REQUIREMENT:
In the passage about winning elections, what three things does it say you get when you win?

++++ PASSAGE FOR REVIEW

It’s genuinely hard to know whose election will lead to exactly which policy outcomes, and you are probably best off selecting someone who you think will do a good job on foreign policy. At the same time, the impact of winning elections tends to be underrated.

It’s really good to win
I live in D.C., so I am very out of touch with real people and how they think. But I am pretty in touch with elite Republicans and professional members of the conservative intellectual infrastructure. Those people all thought it was a disaster when Trump became the nominee because (a) he’s a clown and (b) they thought he’d lose.

But when he won, they mostly found out that it’s good to win the election.

You get a bunch of judges you agree with. You get a tax cut. Your friends run regulatory agencies. It’s good! And obviously, grassroots Republicans liked Trump too. Not, I think, because they were super-enthusiastic about the details of Gorsuch’s jurisprudence. But because Trump’s presence in office owned the libs — which is another way of saying that it’s good to win the election.

Mitt Romney, by contrast, lost the election.

One set of GOP elites likes to say that this shows that Romney was weak whereas Trump is tough, and you need a tough counterpuncher like Trump. Another set of GOP elites likes to whine that Democrats were so mean to Nice Mr. Romney that they were practically begging for a corrupt, racist authoritarian to win the White House.

A more boring truth is that if Romney had copied Trump and promised to eschew Social Security and Medicare cuts while vowing in a non-specific way to deliver a plan to “cover everybody,” he would have easily won the election. These positions are much more popular than the ones Romney ran on. And as a former moderate governor of Massachusetts, Romney would have been a more credible messenger. And Romney, unlike Trump, is not a total scumbag.

But if I took a time machine to December 2011 with the proposition “maybe the GOP should nominate someone who disavows entitlement cuts,” conservative elites would tell me that’s unacceptable — that politics is about issues, not just winning at all costs. But then if I took them with me in a time machine to December 2017, they’d see that conservatives were actually pretty happy with a president who appointed Federalist Society judges, cut taxes, did business-friendly regulation, and kept the left out of power. Yet conservatives could have had this in popular, non-scumbag form had they been a bit more self-aware about the desirability of winning.

++++++++
++++ DATA

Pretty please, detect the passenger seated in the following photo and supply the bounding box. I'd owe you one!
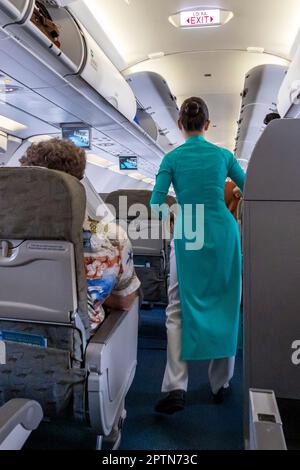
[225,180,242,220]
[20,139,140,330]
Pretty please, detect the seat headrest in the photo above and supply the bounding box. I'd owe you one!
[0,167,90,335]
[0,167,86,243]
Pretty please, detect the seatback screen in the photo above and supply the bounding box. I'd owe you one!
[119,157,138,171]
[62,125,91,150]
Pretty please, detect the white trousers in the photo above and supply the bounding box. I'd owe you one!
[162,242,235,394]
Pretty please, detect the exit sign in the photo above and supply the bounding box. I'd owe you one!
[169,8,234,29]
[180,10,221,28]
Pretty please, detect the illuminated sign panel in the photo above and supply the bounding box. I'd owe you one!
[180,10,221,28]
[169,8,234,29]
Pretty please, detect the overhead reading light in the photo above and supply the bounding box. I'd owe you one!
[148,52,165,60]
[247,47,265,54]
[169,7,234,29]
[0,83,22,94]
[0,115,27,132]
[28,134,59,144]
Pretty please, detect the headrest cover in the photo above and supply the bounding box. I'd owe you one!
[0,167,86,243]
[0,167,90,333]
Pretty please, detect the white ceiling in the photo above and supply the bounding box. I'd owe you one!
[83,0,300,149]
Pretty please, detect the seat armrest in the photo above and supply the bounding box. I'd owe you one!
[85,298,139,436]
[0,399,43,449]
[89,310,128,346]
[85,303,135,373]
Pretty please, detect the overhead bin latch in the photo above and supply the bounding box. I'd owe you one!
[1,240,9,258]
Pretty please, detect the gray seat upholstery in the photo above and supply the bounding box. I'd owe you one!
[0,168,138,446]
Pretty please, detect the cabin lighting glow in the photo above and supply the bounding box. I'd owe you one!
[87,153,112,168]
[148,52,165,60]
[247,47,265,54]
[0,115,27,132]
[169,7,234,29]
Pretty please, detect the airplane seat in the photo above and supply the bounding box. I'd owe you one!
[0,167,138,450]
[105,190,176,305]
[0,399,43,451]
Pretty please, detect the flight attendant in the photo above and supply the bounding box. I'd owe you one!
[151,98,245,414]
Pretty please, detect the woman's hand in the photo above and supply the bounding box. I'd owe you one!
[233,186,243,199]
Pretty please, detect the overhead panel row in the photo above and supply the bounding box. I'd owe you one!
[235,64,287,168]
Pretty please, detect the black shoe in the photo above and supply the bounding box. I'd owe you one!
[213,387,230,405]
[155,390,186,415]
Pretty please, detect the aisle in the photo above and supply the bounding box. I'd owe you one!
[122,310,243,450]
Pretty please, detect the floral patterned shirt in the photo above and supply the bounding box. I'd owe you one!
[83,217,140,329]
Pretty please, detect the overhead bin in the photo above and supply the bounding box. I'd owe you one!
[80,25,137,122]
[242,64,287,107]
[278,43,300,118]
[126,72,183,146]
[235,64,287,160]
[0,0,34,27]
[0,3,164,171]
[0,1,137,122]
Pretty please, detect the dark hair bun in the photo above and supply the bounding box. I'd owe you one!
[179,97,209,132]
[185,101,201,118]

++++++++
++++ DATA

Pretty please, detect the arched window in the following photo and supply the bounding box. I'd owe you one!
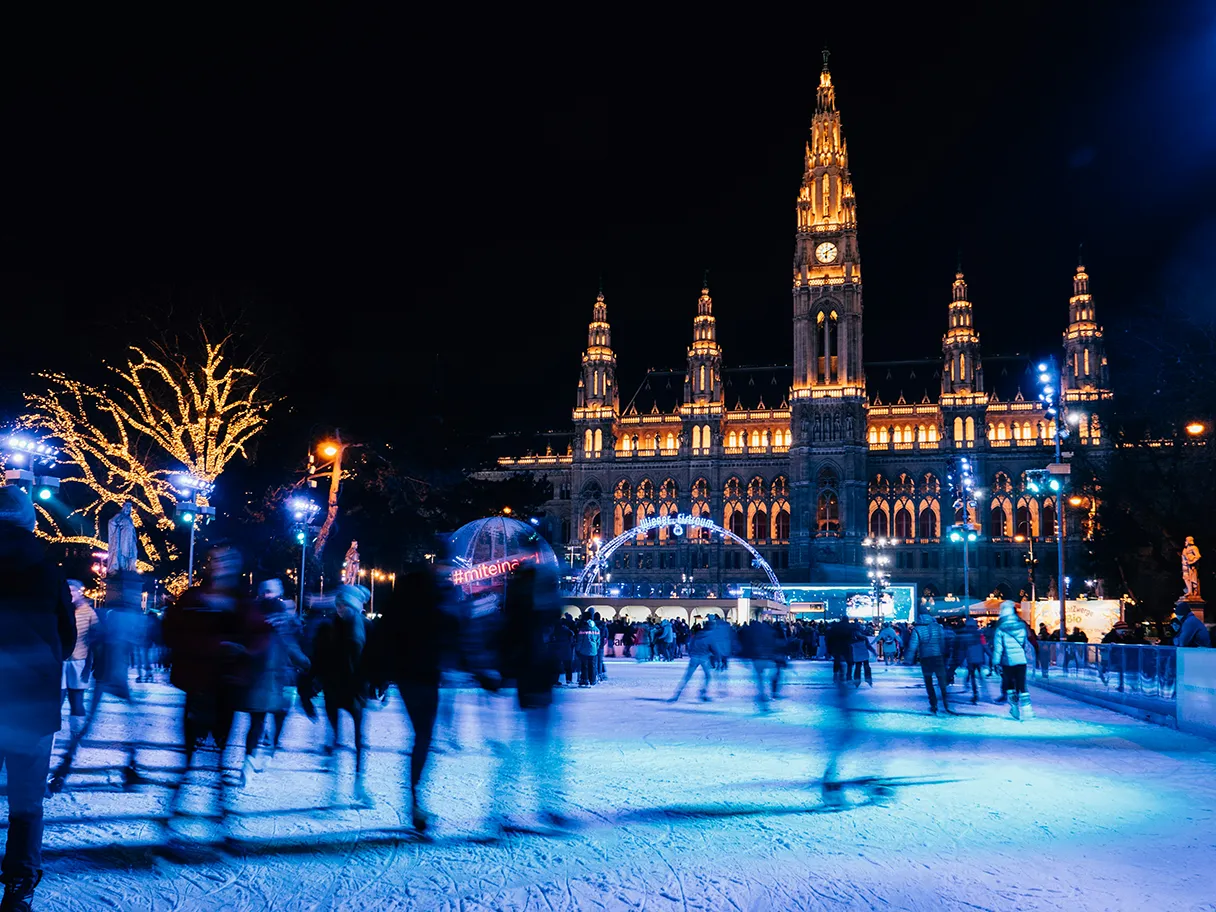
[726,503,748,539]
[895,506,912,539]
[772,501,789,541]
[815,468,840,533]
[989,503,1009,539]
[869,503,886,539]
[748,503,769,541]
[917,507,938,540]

++++++++
++++ DATA

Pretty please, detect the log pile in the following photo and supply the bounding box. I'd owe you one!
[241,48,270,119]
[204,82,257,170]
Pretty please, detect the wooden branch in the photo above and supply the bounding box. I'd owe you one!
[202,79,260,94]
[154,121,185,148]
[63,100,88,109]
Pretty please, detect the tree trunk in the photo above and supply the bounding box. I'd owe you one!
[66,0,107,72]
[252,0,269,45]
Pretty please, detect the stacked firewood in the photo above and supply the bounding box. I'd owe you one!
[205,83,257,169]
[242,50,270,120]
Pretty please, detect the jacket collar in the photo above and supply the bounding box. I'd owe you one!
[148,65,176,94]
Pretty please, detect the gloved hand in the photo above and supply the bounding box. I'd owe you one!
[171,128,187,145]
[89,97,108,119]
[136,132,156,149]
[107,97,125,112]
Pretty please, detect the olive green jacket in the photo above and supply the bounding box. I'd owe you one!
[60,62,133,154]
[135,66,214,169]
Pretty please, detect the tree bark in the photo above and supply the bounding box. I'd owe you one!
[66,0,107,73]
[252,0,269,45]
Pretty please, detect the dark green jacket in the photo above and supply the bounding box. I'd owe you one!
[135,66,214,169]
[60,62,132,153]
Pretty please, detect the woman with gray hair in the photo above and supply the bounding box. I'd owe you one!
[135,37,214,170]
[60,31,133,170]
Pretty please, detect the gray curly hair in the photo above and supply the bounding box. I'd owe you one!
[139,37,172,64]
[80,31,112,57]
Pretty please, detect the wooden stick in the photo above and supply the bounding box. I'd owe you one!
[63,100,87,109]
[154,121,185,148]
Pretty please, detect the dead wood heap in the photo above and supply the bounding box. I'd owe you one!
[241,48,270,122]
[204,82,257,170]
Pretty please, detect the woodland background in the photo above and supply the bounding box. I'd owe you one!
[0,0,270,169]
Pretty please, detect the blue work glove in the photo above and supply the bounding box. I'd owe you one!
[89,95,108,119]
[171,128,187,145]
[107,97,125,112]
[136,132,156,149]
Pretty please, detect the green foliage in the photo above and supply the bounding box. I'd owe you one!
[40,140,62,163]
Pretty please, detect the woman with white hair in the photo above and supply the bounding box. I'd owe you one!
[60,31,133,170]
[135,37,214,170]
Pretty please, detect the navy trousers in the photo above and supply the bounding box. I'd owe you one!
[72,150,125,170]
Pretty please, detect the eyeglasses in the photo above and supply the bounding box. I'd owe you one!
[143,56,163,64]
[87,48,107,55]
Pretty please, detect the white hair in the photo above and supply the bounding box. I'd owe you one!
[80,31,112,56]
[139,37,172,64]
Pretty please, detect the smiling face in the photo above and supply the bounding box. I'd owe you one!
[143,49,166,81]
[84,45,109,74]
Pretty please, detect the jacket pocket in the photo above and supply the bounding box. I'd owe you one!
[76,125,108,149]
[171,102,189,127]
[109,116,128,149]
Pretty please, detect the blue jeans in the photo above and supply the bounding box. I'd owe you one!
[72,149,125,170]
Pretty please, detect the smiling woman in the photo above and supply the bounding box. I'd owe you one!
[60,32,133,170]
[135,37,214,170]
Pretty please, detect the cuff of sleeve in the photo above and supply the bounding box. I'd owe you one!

++++++++

THE ANSWER:
You get a bunch of judges you agree with, a tax cut, and your friends running regulatory agencies.